To prevent initial data breaches, we recommend sharing data across networks. While these two networks may never actually interact with one another, it will in turn will reduce incentive for future breaches at Anthem. Stolen sensitive information will duplicate existing information, automatically revealing that a breach has occurred (Roberds and Schreft, 2009). This allows for data breaches to be recognized immediately, and solves Anthem’s issue of not noticing the breach for up to several months.

Mitigating back door viruses and malware

Malware protection must be implemented across the all devices used to access Anthem’s database. This is imperative as it is not required of healthcare provides or device makers to report events related to malware infections (Gomez et al.).

To counter this, we plan to employ a policy to prevent any unauthorized software on employee personal PC’s that have access to the database. It is then also mandatory anti-virus software be installed and kept up-to-date. Employee training is necessary to keep their system security up to date and appropriate documentation on anti-virus provided (Fu and Blum, 2013). In addition to this, monitoring and restriction of employee internet access helps avoid phishing and hacking (Hawkins et al., 2000). This prevents the risk of damage to medical equipment and disruption to medical procedures (Fu and Blum, 2013).

::::

> [TASK TO COMPLETE]
Carry the recommendations on securing Anthem's data forward from the last sentence shown, in the same style.

::::

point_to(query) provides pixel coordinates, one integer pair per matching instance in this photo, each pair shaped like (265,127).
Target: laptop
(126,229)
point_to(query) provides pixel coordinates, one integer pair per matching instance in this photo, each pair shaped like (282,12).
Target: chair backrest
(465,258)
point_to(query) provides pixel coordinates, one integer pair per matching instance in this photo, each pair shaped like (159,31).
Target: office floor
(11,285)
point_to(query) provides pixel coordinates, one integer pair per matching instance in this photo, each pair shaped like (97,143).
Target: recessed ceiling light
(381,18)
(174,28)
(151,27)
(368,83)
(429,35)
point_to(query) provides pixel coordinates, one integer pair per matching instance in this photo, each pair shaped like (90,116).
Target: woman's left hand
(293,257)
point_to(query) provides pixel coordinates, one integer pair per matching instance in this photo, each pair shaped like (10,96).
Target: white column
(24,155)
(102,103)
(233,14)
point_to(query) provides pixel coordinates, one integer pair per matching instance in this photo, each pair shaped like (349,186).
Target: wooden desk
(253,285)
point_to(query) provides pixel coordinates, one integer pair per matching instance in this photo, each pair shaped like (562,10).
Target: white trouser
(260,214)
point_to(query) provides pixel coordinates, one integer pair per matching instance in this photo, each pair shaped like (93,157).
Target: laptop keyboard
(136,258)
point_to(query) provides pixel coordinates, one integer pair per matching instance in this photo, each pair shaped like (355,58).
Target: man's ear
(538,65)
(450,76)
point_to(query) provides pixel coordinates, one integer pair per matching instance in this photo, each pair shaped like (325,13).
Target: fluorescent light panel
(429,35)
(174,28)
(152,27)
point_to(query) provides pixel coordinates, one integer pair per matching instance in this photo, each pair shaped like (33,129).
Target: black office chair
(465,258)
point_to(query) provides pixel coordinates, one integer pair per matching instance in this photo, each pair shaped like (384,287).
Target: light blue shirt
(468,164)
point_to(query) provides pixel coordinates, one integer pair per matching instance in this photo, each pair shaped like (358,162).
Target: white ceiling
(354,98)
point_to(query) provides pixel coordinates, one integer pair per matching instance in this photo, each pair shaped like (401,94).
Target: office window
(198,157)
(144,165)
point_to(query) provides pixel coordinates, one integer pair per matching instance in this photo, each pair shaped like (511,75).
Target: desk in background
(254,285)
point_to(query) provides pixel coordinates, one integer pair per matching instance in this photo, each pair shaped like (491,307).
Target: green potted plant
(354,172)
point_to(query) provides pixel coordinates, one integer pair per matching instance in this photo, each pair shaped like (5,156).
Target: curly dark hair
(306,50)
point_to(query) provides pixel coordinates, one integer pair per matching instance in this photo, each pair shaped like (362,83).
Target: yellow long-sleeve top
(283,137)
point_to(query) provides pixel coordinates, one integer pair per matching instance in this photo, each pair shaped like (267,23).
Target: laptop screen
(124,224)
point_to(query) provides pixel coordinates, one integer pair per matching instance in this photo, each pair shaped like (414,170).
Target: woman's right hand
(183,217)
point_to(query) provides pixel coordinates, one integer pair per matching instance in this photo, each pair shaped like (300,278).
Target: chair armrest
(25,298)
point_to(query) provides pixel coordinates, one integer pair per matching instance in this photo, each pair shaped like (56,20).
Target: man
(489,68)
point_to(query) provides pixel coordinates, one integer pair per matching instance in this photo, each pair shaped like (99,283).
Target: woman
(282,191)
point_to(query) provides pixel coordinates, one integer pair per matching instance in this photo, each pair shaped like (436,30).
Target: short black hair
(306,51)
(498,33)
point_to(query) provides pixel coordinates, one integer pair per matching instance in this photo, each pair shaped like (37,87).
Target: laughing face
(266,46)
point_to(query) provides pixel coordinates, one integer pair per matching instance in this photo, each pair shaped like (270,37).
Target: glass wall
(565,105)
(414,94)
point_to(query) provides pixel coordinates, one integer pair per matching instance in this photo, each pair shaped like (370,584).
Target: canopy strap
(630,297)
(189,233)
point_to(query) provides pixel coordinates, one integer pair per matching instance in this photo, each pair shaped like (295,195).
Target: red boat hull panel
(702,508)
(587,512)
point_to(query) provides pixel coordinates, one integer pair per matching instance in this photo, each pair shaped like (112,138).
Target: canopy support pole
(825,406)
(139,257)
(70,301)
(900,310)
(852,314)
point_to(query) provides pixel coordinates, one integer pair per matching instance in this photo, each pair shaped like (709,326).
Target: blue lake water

::::

> [RESPONSE]
Mitigating loss or manipulation of data

Since the extent of changed, lost or manipulated data is unknown inside Anthem’s database, it is important that the database can be fully recovered. We recommend outsourcing to a vendor that can back up on a daily basis granting Anthem the benefits of data restoration, alternate office space, backup sites and emergency lease of hardware. These benefits allow Anthem to regain their data in a timely manner from a previous, usable state (Hawkins et al., 2000).

As well as backing up data, it is important that routine backups are made. An intended system in this case it to have data stored on local area network servers each evening, and then having the entire database backed up come the end of the week. This allows for data save states and helps facilitate backup and recovery procedures (Hawkins et al., 2000).

In Conclusion

It is apparent that Anthem must cease refusal of audits and allow their system to be scanned for vulnerabilities and proper security controls put in place. As John Gomez, CEO of Sensato bluntly states in his article on “Cyber-Security in Healthcare”, “…the headlines in the media will not be about your organization’s loss of data; but about the loss of patient lives” (Gomez et al.).


The news article, “Health Insurer Anthem Hit by Hackers” published by “THE WALL STREET JOURNAL” used for this case study is linked below.

Reference List

ANTHEM. 2006. Anthem Blue Cross and Blue Shield Joins Blue Plans Nationwide to Launch Largest Private Database of Health Care Information [Online]. Available: [Accessed 25/04/2015.

ANTHEM. 2015. How to Access & Sign Up For Identity Theft Repair & Credit Monitoring Services [Online]. Available: [Accessed 25/04/2015.

BARNES, R. & DIRECTOR, E. A. S. 2011. Database Security and Auditing: Leading Practices. Enterprise Auditing Solutions Applications Security.

FU, K. & BLUM, J. 2013. Controlling for cybersecurity risks of medical device software. Communications of the ACM, 56, 35-37.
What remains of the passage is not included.